TAREFA PROPOSTA A
Segundo o trecho sobre Leo Strauss, como o próprio filósofo define "retornar" em Progress or return?

TRECHO
----

Diante dos impasses da modernidade o retorno aos antigos foi a alternativa buscada por diversos cânones do pensamento contemporâneo. Nesse sentido, pensadores fundamentais como Nietzsche, Husserl e Heidegger, enxergaram cada um à sua maneira, as experiências intelectivas do passado como uma possiblidade de fuga diante de um presente decadente. O objetivo fundamental dessa exposição é proporcionar uma compreensão mais adequada sobre o que significa “retorno” para Leo Strauss. De fato, embora o professor de Chicago seja herdeiro direto da grande tradição da filosofia alemã e concorde com seus antecessores de que o pensamento clássico é a base de toda tradição do pensamento ocidental, retornar para Strauss possui um significado filosófico peculiar. Como é possível perceber nas palavras do próprio filósofo em Progress or return? “Retornar é aceitar que se tomou um caminho errado, que é necessário arrepender-se”, isto é, abrir a possibilidade de se fazer diferente.  Em The City and Man, Strauss é enfático, ao nos alertar que apenas os vivos aqui e agora podem lidar com os seus próprios problemas e que nenhuma experiência do passado pode nos trazer consolo ou solução. Sendo assim, a presente exposição pretende mostrar que compreender o significado mesmo do “retorno” de Strauss aos clássicos através da reabertura da querela entre os antigos e modernos na filosofia política é um passo seminal para a compreensão de todo seu pensamento, do contrário, cria-se brechas para interpretações completamente equivocadas. Minha hipótese é a de que o retorno aos antigos para Strauss opera enquanto retomada experimental de elementos do pensamento clássico e seu caráter investigativo, o que definia a própria linguagem do filósofo em relação ao cidadão comum e o estadista, deste modo, o que Strauss propõe enquanto retorno é o resgate de uma experiência de pensamento e rearticulação dos problemas permanentes.

----

[Dados de rotulagem de coordenadas]
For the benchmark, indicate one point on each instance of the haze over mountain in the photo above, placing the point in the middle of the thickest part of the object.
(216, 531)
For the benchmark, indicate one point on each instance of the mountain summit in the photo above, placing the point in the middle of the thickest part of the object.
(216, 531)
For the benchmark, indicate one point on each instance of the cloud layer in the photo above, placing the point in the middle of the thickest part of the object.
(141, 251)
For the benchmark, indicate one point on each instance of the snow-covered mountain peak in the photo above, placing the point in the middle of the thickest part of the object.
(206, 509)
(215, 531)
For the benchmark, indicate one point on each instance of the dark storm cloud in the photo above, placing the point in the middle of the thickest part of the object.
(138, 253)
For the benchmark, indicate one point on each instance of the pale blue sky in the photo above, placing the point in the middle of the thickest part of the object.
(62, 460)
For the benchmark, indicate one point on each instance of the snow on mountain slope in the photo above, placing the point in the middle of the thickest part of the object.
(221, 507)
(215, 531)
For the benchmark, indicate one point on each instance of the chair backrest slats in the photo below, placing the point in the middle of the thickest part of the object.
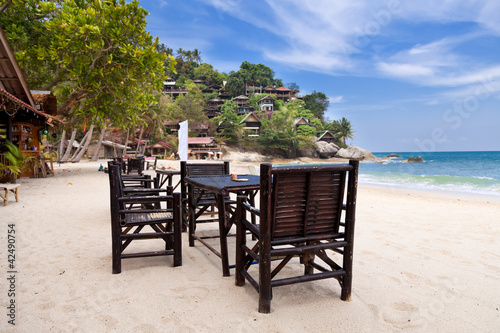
(306, 201)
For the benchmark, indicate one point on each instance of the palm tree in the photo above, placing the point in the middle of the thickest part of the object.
(344, 130)
(196, 56)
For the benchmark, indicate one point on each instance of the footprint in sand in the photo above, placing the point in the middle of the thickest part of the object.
(401, 315)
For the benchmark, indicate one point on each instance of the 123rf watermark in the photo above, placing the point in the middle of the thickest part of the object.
(11, 274)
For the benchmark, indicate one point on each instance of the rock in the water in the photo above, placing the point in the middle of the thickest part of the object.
(325, 149)
(393, 156)
(415, 160)
(353, 152)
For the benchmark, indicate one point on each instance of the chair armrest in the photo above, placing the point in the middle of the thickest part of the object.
(144, 190)
(251, 209)
(145, 199)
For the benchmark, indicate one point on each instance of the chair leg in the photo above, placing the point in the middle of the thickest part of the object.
(117, 263)
(345, 294)
(240, 242)
(308, 259)
(265, 289)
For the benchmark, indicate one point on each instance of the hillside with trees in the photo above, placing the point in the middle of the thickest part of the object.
(107, 72)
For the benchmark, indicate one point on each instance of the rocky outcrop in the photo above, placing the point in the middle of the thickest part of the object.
(353, 152)
(392, 156)
(325, 149)
(414, 160)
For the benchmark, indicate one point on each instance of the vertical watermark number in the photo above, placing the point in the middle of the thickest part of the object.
(11, 273)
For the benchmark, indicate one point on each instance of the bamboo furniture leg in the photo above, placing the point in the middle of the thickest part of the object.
(14, 188)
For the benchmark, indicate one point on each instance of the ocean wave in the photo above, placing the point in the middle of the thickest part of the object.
(475, 185)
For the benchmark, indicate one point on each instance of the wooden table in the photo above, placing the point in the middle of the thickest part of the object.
(167, 176)
(221, 186)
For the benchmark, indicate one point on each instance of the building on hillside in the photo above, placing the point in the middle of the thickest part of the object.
(266, 103)
(215, 102)
(252, 89)
(251, 125)
(170, 88)
(300, 121)
(201, 130)
(45, 101)
(198, 81)
(241, 100)
(211, 112)
(20, 121)
(158, 148)
(171, 126)
(244, 109)
(269, 90)
(283, 94)
(204, 148)
(224, 96)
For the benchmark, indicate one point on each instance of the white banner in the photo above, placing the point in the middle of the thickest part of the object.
(183, 140)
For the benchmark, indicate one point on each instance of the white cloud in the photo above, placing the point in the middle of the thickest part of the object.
(405, 71)
(341, 36)
(336, 99)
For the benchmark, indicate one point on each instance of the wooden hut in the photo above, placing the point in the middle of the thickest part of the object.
(21, 120)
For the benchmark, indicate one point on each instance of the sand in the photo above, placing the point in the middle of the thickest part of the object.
(423, 262)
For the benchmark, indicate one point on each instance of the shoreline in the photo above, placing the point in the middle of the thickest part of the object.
(417, 258)
(240, 165)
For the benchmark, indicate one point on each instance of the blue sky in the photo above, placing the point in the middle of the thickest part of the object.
(409, 75)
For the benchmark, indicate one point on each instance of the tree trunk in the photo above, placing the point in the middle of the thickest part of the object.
(99, 143)
(87, 140)
(69, 147)
(139, 143)
(126, 142)
(60, 149)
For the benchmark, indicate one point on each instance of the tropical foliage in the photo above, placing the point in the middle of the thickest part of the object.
(95, 55)
(102, 64)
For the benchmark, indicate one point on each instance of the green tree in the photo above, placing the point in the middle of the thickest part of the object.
(278, 134)
(208, 73)
(189, 106)
(230, 129)
(95, 55)
(317, 102)
(341, 129)
(236, 83)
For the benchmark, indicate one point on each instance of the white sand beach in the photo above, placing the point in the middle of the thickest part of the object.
(423, 262)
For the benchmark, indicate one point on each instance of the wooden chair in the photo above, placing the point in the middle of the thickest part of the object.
(135, 164)
(143, 213)
(301, 215)
(207, 203)
(135, 180)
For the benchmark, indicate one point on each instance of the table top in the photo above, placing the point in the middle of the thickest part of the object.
(168, 172)
(224, 184)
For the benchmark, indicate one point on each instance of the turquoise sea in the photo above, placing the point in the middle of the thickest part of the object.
(460, 172)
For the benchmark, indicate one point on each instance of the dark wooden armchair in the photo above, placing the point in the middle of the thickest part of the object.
(136, 164)
(207, 203)
(143, 213)
(134, 180)
(304, 212)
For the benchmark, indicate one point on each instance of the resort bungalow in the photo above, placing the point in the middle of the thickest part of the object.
(204, 148)
(266, 103)
(20, 121)
(251, 125)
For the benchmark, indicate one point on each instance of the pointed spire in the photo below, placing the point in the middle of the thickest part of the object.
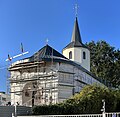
(76, 34)
(76, 40)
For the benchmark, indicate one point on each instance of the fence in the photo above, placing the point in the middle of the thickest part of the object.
(6, 111)
(83, 115)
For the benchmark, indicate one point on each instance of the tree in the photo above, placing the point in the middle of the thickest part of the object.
(89, 100)
(105, 62)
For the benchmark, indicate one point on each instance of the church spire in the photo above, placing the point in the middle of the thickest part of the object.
(76, 38)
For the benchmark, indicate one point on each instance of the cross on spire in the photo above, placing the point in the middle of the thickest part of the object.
(76, 9)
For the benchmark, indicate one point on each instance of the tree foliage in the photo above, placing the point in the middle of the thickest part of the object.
(89, 100)
(105, 62)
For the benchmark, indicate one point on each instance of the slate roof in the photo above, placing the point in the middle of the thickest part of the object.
(47, 53)
(76, 40)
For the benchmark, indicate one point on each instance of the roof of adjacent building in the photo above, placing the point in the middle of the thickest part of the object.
(48, 54)
(76, 40)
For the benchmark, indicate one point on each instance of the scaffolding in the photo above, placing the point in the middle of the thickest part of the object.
(43, 81)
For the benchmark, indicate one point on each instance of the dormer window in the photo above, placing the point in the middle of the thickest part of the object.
(70, 55)
(84, 55)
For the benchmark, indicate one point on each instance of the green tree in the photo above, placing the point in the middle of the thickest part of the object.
(105, 62)
(89, 100)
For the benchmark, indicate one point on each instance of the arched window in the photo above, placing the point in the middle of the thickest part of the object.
(84, 55)
(70, 55)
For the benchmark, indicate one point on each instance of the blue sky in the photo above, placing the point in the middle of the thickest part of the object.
(33, 21)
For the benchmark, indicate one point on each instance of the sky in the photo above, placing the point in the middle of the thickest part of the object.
(32, 22)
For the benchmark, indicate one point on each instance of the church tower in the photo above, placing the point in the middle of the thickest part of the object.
(76, 50)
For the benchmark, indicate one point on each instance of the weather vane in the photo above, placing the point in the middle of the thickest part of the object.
(76, 9)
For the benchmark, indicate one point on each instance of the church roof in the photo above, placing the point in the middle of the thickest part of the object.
(76, 40)
(46, 52)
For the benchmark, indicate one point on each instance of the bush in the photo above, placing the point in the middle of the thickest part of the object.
(89, 100)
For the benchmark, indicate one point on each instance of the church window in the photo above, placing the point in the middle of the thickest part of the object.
(84, 55)
(70, 55)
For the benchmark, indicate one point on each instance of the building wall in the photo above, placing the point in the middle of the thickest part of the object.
(67, 81)
(4, 98)
(77, 56)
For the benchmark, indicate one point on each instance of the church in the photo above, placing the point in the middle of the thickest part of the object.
(49, 77)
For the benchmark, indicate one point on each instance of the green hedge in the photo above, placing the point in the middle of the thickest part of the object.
(89, 100)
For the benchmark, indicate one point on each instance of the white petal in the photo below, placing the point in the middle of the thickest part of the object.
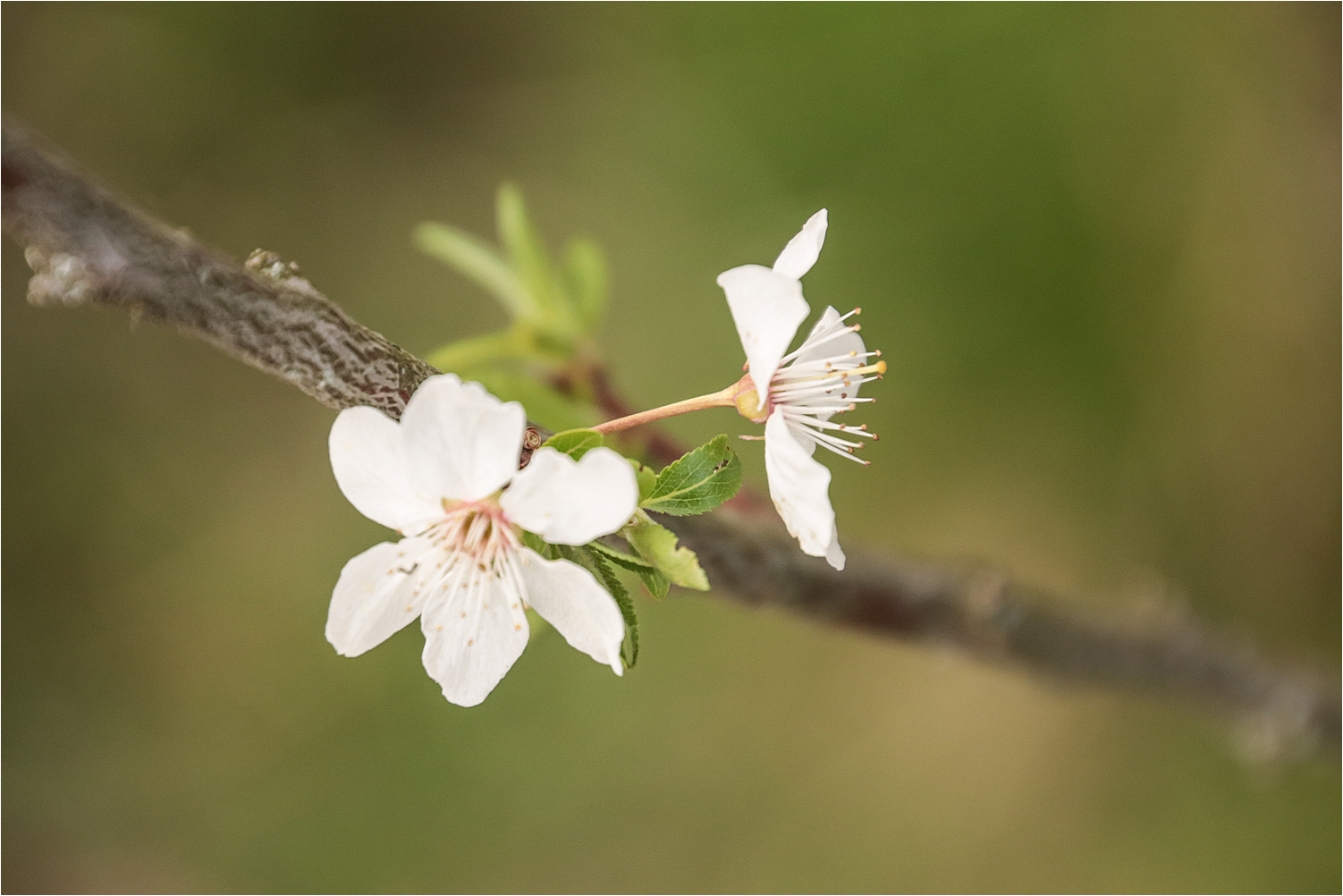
(767, 308)
(799, 486)
(369, 465)
(474, 630)
(569, 502)
(834, 554)
(802, 250)
(582, 610)
(460, 442)
(811, 350)
(803, 436)
(379, 591)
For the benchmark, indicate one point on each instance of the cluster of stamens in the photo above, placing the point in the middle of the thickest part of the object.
(811, 391)
(476, 545)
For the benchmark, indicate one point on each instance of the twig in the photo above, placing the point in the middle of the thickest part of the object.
(88, 248)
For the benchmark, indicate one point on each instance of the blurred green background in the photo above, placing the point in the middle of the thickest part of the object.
(1099, 246)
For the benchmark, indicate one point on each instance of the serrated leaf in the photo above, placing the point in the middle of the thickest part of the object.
(622, 599)
(655, 583)
(536, 543)
(698, 481)
(575, 442)
(528, 258)
(476, 261)
(658, 545)
(586, 281)
(645, 476)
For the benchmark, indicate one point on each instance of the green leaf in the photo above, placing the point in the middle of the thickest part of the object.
(658, 545)
(698, 481)
(586, 281)
(478, 262)
(528, 258)
(575, 442)
(646, 478)
(653, 580)
(545, 404)
(622, 599)
(536, 543)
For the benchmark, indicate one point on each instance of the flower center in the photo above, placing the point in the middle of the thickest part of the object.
(476, 528)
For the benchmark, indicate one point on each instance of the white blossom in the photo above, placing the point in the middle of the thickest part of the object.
(446, 478)
(797, 393)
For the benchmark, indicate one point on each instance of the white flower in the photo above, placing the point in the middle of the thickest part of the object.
(797, 393)
(435, 478)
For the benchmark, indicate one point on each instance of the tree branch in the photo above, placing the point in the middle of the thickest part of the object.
(88, 248)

----

TAREFA PROPOSTA B
Selecione nas entradas acima todas as linhas que contêm a palavra "window" e reproduza-as.

SOLUÇÃO COMENTADA A
Retornar é aceitar que se tomou um caminho errado, que é necessário arrepender-se.

SOLUÇÃO COMENTADA B
For the benchmark, indicate one point on each instance of the dormer window in the photo above, placing the point in the middle of the thickest part of the object.
For the benchmark, indicate one point on each instance of the arched window in the photo above, placing the point in the middle of the thickest part of the object.
For the benchmark, indicate one point on each instance of the church window in the photo above, placing the point in the middle of the thickest part of the object.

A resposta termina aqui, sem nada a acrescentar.